Available data Block Start

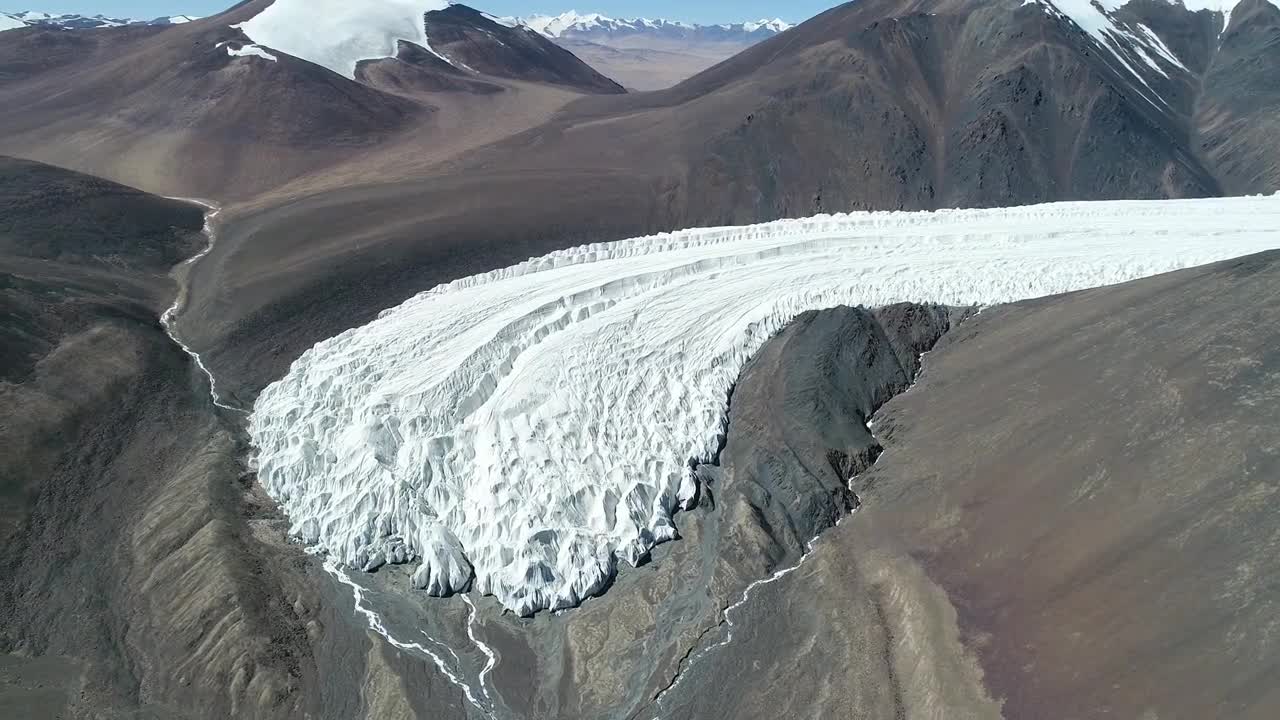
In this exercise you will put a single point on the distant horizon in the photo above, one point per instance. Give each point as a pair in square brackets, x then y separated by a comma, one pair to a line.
[708, 12]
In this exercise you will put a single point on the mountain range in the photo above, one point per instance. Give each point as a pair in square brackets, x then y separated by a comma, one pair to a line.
[597, 27]
[1074, 505]
[72, 21]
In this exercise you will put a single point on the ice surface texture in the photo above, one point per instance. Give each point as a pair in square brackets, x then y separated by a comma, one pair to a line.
[339, 33]
[534, 424]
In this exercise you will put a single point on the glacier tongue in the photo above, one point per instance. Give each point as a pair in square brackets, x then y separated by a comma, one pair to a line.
[526, 428]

Available data Block End

Output the material above word for word. Leave out its images.

> _Finished exercise_:
In this exercise you will put a single point on the distant horizon in the photo above, one point per instance. Give each point as a pair in square brackets, x then y separated by a comma, one pair to a line.
[708, 12]
In this exercise you will put a single point on the mountain range in the photo above, one point per instance. Give each point as a pair in square brackets, x then y separated by a comma, one pair to a line.
[597, 27]
[1074, 505]
[72, 21]
In this exercise you will put a single point on the ice surface texture in the photo above, one point per instance. Give each point as a pair in square brackets, x then y separated by a comma, one pair to a line.
[339, 33]
[534, 424]
In this exercise you will put a single point on the glacier tongue in the photo above, one point per instance. Give each point as a pair in square brackets, x then y separated by a comma, one pair to a line.
[526, 428]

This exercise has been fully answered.